### Selected text
-=-=-=-=-

# Top Dog Names For 2017



## RadishRose (Dec 11, 2017)

According to Rover.com

https://www.rover.com/blog/2017-top-100-dog-names/


----------



## SeaBreeze (Dec 11, 2017)

Our neighbor has a dog named Bella, we had a pet named Rocky but he was a cat.   I hear a LOT of dogs named Bailey at the park these past few years, Murphy too is a popular name there.


----------



## RadishRose (Dec 11, 2017)

Two of my neighbors female dogs are named Mia and Macy, they're little dogs, the neighboring boxer's name is Dozer.

My little dog's name is Boudica, after the ancient queen:

http://www.historynet.com/boudica-celtic-war-queen-who-challenged-rome.htm


----------



## Lara (Dec 12, 2017)

My dog's name is Bella and my daughter just got a 2 month old white maltese female and named her Layla.

Off topic but a little Christmas cheer for you all....


----------



## hollydolly (Dec 12, 2017)

Bailey has always been a popular name over here for Dogs... my grandfurkids, are called, Stanley, scruffy, pixie, Minky, Zeus, Fizz, ...and 2 who passed Rodney, and Pablo... 


When I was a kid growing up, our alsation was called King...and the dogs we owned when daughter was little were Jess, and jenny...


----------



## RadishRose (Dec 12, 2017)

Lara, that cat is so cute! Thanks


----------



## Ruthanne (Dec 17, 2017)

-=-=-=-=-

### Extracted material
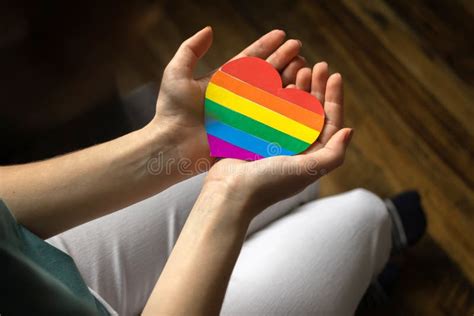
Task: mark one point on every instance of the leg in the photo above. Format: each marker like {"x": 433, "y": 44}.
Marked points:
{"x": 318, "y": 260}
{"x": 122, "y": 255}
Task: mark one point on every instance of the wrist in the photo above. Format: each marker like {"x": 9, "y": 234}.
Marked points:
{"x": 188, "y": 147}
{"x": 230, "y": 200}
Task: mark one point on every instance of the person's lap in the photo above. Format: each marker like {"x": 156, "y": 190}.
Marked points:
{"x": 324, "y": 254}
{"x": 121, "y": 255}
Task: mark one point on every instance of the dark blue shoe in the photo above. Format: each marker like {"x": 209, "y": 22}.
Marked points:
{"x": 408, "y": 219}
{"x": 408, "y": 226}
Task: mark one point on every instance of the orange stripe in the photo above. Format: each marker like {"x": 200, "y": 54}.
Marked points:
{"x": 268, "y": 100}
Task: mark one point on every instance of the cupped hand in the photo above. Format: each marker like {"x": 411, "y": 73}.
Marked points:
{"x": 261, "y": 183}
{"x": 180, "y": 104}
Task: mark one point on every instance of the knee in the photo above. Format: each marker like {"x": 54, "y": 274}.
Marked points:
{"x": 370, "y": 209}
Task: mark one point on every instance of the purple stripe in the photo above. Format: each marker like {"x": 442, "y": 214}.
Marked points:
{"x": 223, "y": 149}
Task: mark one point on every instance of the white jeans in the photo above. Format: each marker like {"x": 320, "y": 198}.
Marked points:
{"x": 302, "y": 256}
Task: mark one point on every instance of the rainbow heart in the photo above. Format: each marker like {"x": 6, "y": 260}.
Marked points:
{"x": 249, "y": 116}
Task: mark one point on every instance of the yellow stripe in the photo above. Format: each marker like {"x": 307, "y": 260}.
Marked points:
{"x": 260, "y": 113}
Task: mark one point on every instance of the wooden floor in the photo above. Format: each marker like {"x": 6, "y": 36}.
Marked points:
{"x": 409, "y": 78}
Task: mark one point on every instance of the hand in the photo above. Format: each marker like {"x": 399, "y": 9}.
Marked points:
{"x": 259, "y": 184}
{"x": 180, "y": 105}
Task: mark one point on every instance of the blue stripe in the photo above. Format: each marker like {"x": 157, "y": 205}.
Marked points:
{"x": 244, "y": 140}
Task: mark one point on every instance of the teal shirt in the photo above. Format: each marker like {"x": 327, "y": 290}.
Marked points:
{"x": 37, "y": 278}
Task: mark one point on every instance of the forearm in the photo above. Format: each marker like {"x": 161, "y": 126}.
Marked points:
{"x": 53, "y": 195}
{"x": 197, "y": 272}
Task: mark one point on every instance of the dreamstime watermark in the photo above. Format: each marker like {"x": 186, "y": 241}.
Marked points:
{"x": 161, "y": 165}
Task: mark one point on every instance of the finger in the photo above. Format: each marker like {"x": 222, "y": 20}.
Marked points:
{"x": 332, "y": 154}
{"x": 288, "y": 75}
{"x": 319, "y": 80}
{"x": 284, "y": 54}
{"x": 333, "y": 108}
{"x": 190, "y": 51}
{"x": 264, "y": 46}
{"x": 303, "y": 79}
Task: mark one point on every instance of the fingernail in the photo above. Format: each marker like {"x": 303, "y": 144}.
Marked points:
{"x": 279, "y": 30}
{"x": 348, "y": 136}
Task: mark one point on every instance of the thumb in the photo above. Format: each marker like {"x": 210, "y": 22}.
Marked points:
{"x": 332, "y": 154}
{"x": 190, "y": 51}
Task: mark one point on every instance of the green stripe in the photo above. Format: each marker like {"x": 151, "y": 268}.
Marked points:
{"x": 253, "y": 127}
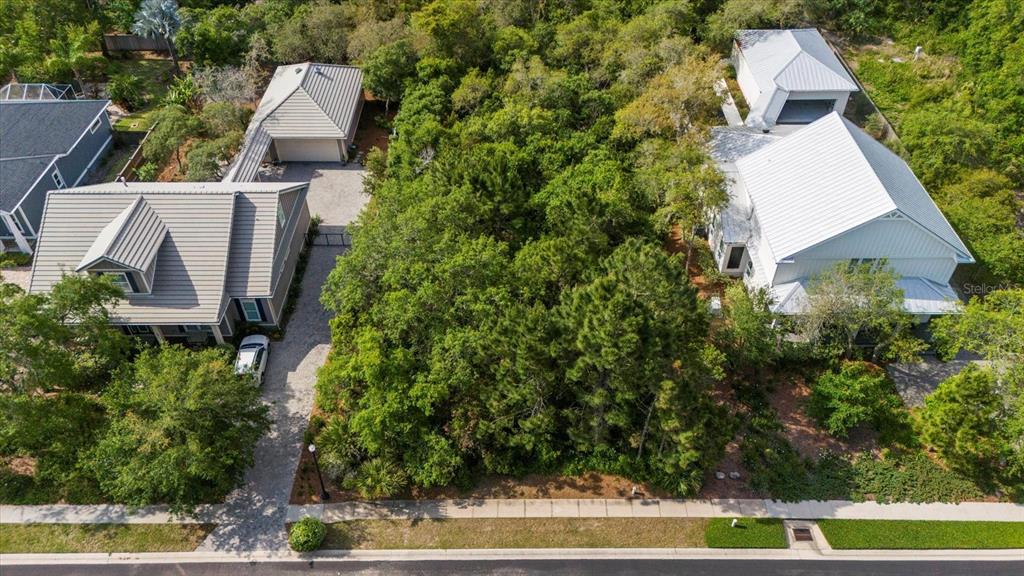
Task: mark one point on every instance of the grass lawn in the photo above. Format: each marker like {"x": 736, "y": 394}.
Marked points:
{"x": 749, "y": 533}
{"x": 517, "y": 533}
{"x": 38, "y": 538}
{"x": 156, "y": 75}
{"x": 922, "y": 535}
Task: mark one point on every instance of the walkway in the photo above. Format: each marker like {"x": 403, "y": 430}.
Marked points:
{"x": 656, "y": 508}
{"x": 338, "y": 511}
{"x": 729, "y": 110}
{"x": 253, "y": 516}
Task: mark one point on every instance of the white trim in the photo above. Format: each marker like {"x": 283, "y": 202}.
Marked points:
{"x": 95, "y": 157}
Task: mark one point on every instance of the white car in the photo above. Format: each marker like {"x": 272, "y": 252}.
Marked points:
{"x": 253, "y": 353}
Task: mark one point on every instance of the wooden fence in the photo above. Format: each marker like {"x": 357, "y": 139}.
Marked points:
{"x": 133, "y": 43}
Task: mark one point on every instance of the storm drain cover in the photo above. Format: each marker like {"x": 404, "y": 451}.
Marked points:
{"x": 802, "y": 535}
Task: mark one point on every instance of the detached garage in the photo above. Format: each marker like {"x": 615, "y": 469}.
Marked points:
{"x": 308, "y": 114}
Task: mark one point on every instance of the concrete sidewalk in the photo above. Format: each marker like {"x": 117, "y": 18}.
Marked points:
{"x": 338, "y": 511}
{"x": 1011, "y": 557}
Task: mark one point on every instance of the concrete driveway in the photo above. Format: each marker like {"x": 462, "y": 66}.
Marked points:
{"x": 335, "y": 190}
{"x": 261, "y": 502}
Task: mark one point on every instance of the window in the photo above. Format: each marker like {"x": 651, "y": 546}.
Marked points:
{"x": 251, "y": 310}
{"x": 121, "y": 280}
{"x": 735, "y": 257}
{"x": 282, "y": 218}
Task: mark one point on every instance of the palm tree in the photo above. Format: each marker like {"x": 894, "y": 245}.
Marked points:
{"x": 159, "y": 18}
{"x": 71, "y": 51}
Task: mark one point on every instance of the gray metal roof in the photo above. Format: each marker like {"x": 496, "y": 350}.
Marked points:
{"x": 33, "y": 133}
{"x": 303, "y": 100}
{"x": 793, "y": 59}
{"x": 130, "y": 240}
{"x": 203, "y": 247}
{"x": 17, "y": 91}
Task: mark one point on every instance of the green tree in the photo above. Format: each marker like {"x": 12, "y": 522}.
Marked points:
{"x": 60, "y": 339}
{"x": 847, "y": 300}
{"x": 454, "y": 30}
{"x": 173, "y": 125}
{"x": 680, "y": 100}
{"x": 963, "y": 419}
{"x": 752, "y": 334}
{"x": 387, "y": 69}
{"x": 183, "y": 426}
{"x": 636, "y": 361}
{"x": 159, "y": 18}
{"x": 859, "y": 393}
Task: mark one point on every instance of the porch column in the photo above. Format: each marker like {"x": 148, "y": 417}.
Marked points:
{"x": 216, "y": 333}
{"x": 23, "y": 244}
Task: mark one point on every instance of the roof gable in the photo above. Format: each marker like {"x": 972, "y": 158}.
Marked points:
{"x": 131, "y": 239}
{"x": 793, "y": 59}
{"x": 830, "y": 177}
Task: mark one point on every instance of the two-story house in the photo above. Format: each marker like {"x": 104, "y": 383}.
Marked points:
{"x": 45, "y": 144}
{"x": 788, "y": 77}
{"x": 822, "y": 194}
{"x": 195, "y": 259}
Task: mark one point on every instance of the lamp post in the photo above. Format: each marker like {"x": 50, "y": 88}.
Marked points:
{"x": 324, "y": 493}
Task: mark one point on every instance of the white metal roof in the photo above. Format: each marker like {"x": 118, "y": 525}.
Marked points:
{"x": 207, "y": 247}
{"x": 793, "y": 59}
{"x": 827, "y": 178}
{"x": 921, "y": 296}
{"x": 303, "y": 100}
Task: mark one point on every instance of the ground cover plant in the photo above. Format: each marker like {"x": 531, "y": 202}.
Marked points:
{"x": 518, "y": 533}
{"x": 748, "y": 533}
{"x": 72, "y": 538}
{"x": 922, "y": 535}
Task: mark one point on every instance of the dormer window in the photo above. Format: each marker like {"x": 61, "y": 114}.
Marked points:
{"x": 121, "y": 281}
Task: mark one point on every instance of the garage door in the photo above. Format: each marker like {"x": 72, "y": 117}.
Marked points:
{"x": 804, "y": 112}
{"x": 307, "y": 151}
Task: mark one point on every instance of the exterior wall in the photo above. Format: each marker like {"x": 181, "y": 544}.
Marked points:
{"x": 79, "y": 160}
{"x": 744, "y": 78}
{"x": 284, "y": 278}
{"x": 908, "y": 249}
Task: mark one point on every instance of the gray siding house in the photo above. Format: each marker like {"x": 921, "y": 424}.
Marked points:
{"x": 44, "y": 145}
{"x": 309, "y": 113}
{"x": 195, "y": 259}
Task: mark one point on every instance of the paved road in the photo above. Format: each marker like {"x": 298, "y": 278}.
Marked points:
{"x": 262, "y": 500}
{"x": 560, "y": 568}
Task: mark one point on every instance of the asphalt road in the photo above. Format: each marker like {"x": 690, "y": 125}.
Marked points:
{"x": 530, "y": 568}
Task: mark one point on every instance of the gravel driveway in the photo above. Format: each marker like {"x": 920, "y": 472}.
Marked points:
{"x": 288, "y": 387}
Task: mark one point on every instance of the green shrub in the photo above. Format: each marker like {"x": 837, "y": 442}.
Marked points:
{"x": 126, "y": 90}
{"x": 146, "y": 172}
{"x": 380, "y": 478}
{"x": 306, "y": 535}
{"x": 859, "y": 393}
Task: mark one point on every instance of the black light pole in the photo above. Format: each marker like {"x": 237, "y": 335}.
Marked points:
{"x": 324, "y": 494}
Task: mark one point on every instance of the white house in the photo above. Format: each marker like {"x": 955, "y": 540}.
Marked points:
{"x": 308, "y": 113}
{"x": 788, "y": 77}
{"x": 823, "y": 194}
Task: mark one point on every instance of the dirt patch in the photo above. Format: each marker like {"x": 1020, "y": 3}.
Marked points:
{"x": 790, "y": 401}
{"x": 20, "y": 465}
{"x": 305, "y": 489}
{"x": 372, "y": 133}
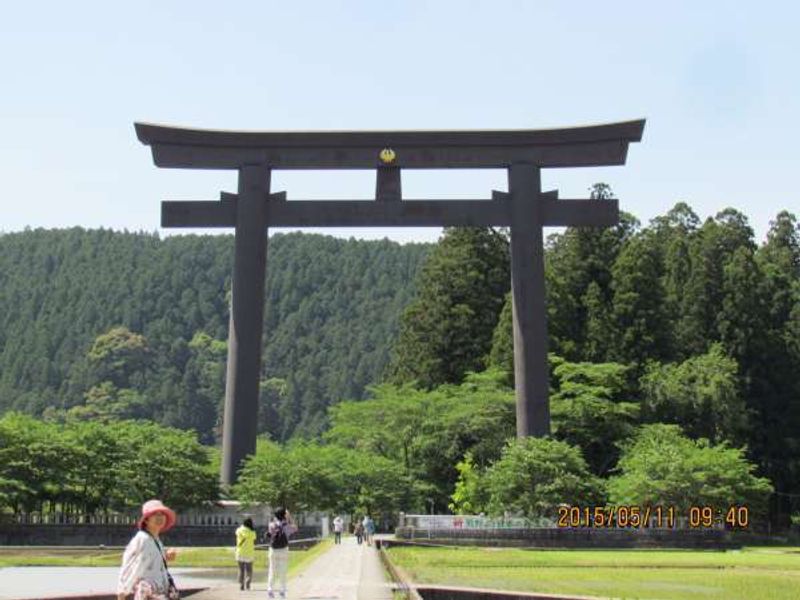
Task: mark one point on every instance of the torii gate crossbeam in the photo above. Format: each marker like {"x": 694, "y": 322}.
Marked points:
{"x": 525, "y": 209}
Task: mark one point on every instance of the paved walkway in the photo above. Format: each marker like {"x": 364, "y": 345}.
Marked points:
{"x": 53, "y": 582}
{"x": 345, "y": 572}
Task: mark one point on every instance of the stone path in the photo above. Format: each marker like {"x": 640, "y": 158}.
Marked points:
{"x": 345, "y": 572}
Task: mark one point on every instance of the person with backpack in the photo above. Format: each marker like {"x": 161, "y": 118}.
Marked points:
{"x": 281, "y": 528}
{"x": 144, "y": 571}
{"x": 245, "y": 552}
{"x": 338, "y": 527}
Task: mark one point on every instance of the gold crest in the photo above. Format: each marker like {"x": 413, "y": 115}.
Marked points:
{"x": 387, "y": 156}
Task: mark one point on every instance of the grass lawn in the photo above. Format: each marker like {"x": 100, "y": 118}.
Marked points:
{"x": 763, "y": 573}
{"x": 187, "y": 557}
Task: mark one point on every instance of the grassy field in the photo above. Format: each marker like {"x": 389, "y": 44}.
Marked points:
{"x": 187, "y": 557}
{"x": 764, "y": 573}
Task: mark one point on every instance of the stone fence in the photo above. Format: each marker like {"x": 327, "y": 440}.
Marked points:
{"x": 111, "y": 534}
{"x": 573, "y": 538}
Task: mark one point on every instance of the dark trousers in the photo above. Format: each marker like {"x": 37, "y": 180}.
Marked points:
{"x": 245, "y": 574}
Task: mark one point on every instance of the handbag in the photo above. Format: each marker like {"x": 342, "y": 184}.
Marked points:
{"x": 172, "y": 592}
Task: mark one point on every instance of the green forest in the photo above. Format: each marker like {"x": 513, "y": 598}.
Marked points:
{"x": 388, "y": 379}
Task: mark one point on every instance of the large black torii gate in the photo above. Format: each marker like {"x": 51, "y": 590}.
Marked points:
{"x": 525, "y": 209}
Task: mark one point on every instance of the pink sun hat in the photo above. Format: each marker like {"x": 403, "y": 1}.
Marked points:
{"x": 152, "y": 507}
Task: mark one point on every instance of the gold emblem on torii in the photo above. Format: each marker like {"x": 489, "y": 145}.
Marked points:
{"x": 387, "y": 156}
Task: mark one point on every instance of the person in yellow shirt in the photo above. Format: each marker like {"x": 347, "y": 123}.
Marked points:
{"x": 245, "y": 552}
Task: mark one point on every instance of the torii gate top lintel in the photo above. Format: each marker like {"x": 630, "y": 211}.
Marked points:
{"x": 595, "y": 145}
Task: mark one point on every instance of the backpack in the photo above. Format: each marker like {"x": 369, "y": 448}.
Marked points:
{"x": 278, "y": 539}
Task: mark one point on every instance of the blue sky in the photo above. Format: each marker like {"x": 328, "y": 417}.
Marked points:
{"x": 719, "y": 85}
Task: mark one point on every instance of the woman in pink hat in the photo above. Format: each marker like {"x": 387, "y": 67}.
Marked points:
{"x": 144, "y": 565}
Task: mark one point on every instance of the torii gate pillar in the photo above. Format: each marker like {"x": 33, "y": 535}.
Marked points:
{"x": 240, "y": 422}
{"x": 528, "y": 302}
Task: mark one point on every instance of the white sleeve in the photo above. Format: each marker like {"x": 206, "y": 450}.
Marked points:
{"x": 131, "y": 571}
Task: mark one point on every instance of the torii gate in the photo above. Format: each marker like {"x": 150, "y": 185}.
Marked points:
{"x": 525, "y": 209}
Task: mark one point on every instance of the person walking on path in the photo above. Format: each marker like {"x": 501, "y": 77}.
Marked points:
{"x": 369, "y": 529}
{"x": 144, "y": 570}
{"x": 358, "y": 531}
{"x": 281, "y": 528}
{"x": 245, "y": 552}
{"x": 338, "y": 526}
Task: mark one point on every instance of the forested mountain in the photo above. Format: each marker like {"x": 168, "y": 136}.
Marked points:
{"x": 103, "y": 324}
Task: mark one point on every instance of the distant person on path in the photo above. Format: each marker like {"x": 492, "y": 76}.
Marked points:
{"x": 358, "y": 531}
{"x": 245, "y": 552}
{"x": 144, "y": 564}
{"x": 338, "y": 526}
{"x": 369, "y": 529}
{"x": 281, "y": 528}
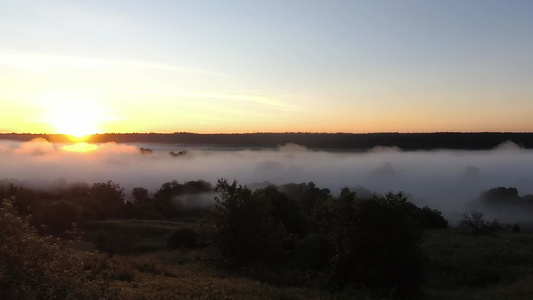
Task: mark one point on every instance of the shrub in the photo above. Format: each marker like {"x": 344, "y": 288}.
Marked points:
{"x": 243, "y": 231}
{"x": 474, "y": 221}
{"x": 40, "y": 267}
{"x": 377, "y": 243}
{"x": 183, "y": 238}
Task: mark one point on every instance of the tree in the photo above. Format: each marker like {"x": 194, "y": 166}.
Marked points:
{"x": 243, "y": 231}
{"x": 106, "y": 199}
{"x": 377, "y": 243}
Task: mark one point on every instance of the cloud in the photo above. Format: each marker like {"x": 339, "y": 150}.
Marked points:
{"x": 38, "y": 61}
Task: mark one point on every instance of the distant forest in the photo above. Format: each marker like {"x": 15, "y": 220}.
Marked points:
{"x": 405, "y": 141}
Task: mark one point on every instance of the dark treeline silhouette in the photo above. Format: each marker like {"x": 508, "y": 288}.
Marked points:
{"x": 295, "y": 234}
{"x": 406, "y": 141}
{"x": 369, "y": 242}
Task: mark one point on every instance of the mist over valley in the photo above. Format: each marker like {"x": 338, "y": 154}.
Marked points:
{"x": 448, "y": 180}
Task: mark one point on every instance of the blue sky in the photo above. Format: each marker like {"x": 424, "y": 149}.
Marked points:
{"x": 247, "y": 66}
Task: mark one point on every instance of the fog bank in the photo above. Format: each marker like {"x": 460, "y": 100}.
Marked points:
{"x": 443, "y": 179}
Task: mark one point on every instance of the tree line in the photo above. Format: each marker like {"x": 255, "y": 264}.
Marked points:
{"x": 405, "y": 141}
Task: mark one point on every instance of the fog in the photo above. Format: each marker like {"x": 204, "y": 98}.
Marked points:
{"x": 443, "y": 179}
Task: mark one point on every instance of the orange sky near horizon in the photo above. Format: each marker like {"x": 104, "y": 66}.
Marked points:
{"x": 80, "y": 68}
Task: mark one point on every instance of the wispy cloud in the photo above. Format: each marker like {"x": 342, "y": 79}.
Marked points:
{"x": 255, "y": 98}
{"x": 38, "y": 62}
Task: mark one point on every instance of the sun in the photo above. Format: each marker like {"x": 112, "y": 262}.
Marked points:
{"x": 76, "y": 118}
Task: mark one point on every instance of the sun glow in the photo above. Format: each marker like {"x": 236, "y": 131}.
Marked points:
{"x": 80, "y": 147}
{"x": 76, "y": 118}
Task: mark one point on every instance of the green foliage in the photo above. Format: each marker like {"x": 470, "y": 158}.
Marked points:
{"x": 58, "y": 217}
{"x": 430, "y": 218}
{"x": 475, "y": 223}
{"x": 285, "y": 210}
{"x": 40, "y": 267}
{"x": 183, "y": 238}
{"x": 315, "y": 251}
{"x": 165, "y": 198}
{"x": 243, "y": 230}
{"x": 105, "y": 199}
{"x": 377, "y": 243}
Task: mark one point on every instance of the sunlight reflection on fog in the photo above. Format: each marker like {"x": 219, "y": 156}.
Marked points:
{"x": 443, "y": 179}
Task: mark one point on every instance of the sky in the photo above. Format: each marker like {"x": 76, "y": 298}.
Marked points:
{"x": 79, "y": 67}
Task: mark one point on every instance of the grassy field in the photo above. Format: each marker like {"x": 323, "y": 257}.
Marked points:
{"x": 458, "y": 266}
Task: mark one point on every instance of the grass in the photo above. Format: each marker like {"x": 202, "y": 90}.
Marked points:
{"x": 462, "y": 266}
{"x": 458, "y": 266}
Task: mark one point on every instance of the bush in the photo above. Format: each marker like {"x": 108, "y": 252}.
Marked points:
{"x": 377, "y": 244}
{"x": 430, "y": 218}
{"x": 40, "y": 267}
{"x": 243, "y": 231}
{"x": 474, "y": 221}
{"x": 315, "y": 252}
{"x": 183, "y": 238}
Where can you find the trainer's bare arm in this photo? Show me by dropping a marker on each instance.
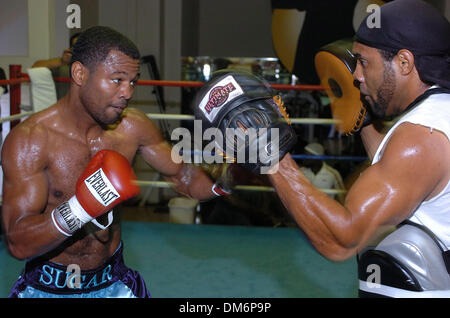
(414, 168)
(188, 180)
(29, 231)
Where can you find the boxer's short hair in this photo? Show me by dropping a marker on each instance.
(94, 44)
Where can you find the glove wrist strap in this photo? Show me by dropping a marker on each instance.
(65, 220)
(70, 216)
(219, 191)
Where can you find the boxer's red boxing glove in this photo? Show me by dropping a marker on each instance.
(107, 181)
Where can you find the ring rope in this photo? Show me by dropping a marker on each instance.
(164, 184)
(25, 79)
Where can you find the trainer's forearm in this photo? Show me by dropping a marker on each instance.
(323, 219)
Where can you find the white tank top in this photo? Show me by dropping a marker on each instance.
(433, 112)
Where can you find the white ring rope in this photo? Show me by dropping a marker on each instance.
(164, 184)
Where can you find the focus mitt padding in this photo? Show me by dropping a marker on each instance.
(251, 119)
(335, 65)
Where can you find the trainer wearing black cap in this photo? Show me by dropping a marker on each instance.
(402, 70)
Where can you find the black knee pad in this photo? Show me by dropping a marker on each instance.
(379, 268)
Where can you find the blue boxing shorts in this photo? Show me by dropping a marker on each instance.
(50, 280)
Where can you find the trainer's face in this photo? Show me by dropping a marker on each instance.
(376, 80)
(110, 86)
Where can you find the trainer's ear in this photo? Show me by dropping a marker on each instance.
(405, 61)
(79, 73)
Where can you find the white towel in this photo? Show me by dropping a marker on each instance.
(43, 91)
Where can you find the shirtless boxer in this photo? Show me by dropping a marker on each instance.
(402, 70)
(44, 156)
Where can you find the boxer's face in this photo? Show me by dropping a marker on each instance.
(109, 87)
(376, 78)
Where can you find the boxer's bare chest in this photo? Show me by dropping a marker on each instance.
(68, 156)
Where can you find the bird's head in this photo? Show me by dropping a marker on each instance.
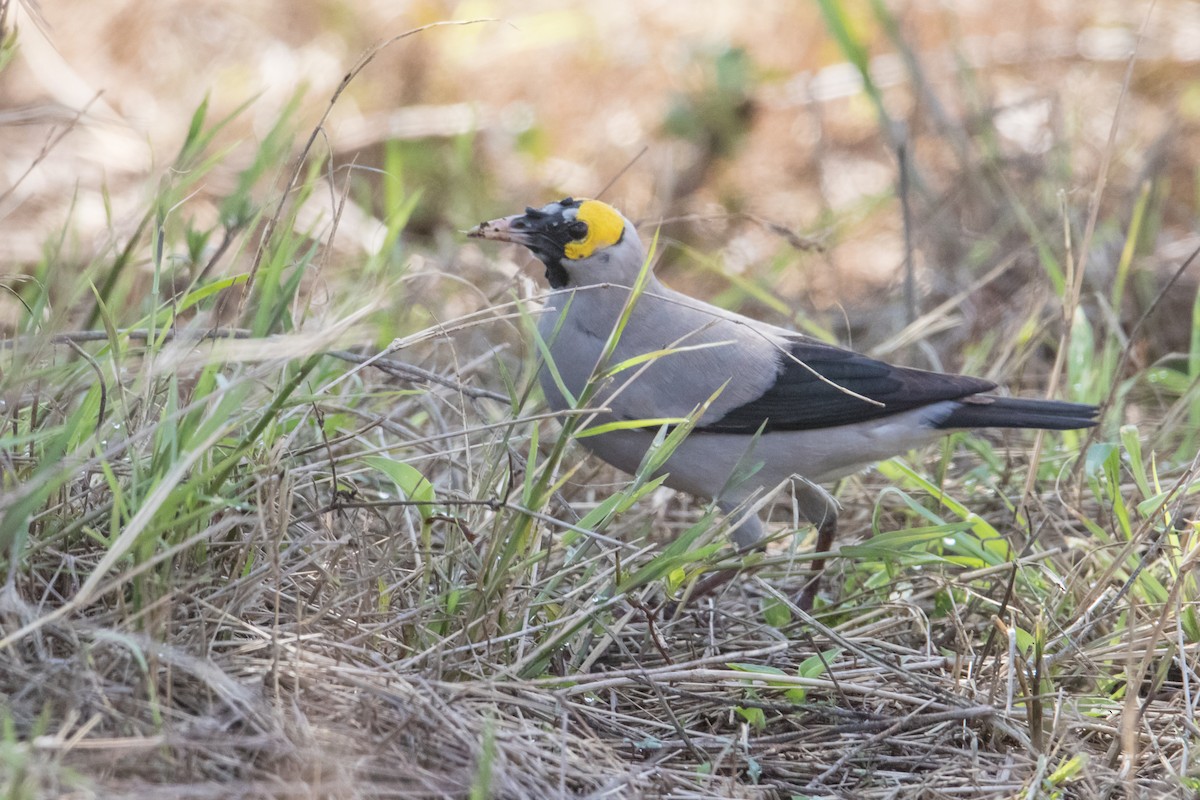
(581, 242)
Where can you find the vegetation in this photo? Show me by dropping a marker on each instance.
(282, 512)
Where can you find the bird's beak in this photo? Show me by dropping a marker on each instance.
(515, 228)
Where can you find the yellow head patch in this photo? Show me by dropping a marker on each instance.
(605, 227)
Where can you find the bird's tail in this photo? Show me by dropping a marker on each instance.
(988, 411)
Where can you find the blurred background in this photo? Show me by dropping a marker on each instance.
(766, 140)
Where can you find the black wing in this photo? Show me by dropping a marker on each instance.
(802, 401)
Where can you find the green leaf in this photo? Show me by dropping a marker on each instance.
(408, 480)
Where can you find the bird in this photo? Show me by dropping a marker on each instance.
(767, 405)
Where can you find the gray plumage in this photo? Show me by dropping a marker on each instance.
(799, 408)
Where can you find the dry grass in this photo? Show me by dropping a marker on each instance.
(286, 558)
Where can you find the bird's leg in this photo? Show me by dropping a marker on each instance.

-=-=-=-=-

### Work to be completed
In the dog-names thread, what did RadishRose name their little dog, and who is the name taken from?

### Final answer
Boudica, after the ancient queen.